• **Task statement**
Replace "position" with "location" in the lines starting with the line with "Place one point per instance of the tree." and going on through the line with "Place one point per instance of the blurred", keeping everything else unchanged. Give only those lines, and leave the pictures out.

• **Provided data**

[Begin]

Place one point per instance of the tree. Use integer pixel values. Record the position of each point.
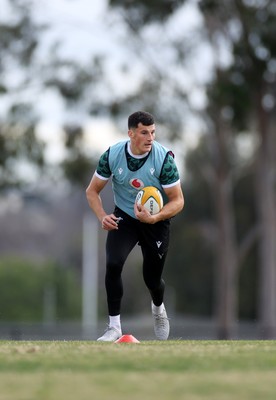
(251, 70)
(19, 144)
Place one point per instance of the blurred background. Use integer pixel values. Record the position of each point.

[End]
[Begin]

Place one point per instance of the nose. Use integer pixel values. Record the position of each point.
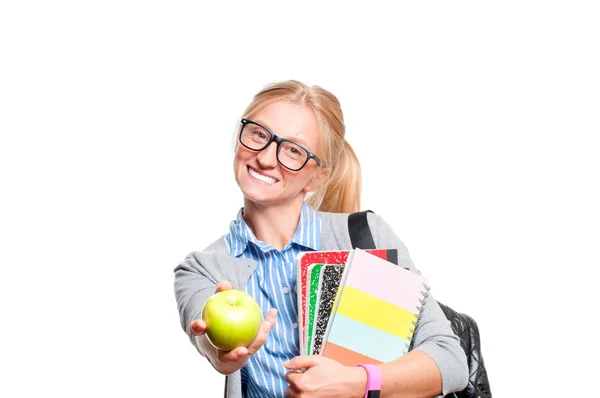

[End]
[Begin]

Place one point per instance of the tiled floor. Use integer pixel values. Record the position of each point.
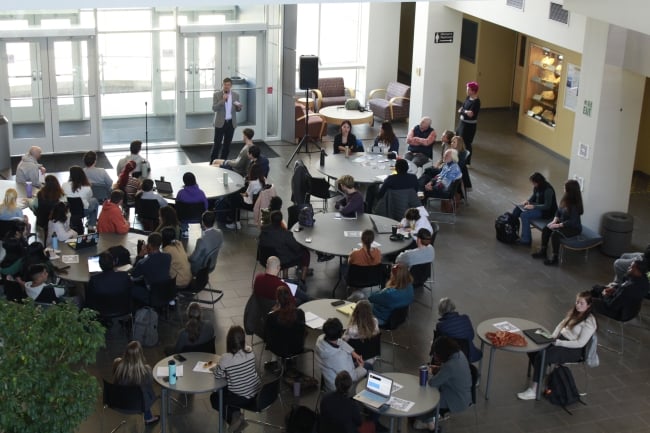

[End]

• **Written response**
Place one point per instance of the tree. Use integer pixel values. Record the location of each point.
(251, 70)
(19, 144)
Place one point per instance of the blurred background. Use integer pixel values. Record the location of each point.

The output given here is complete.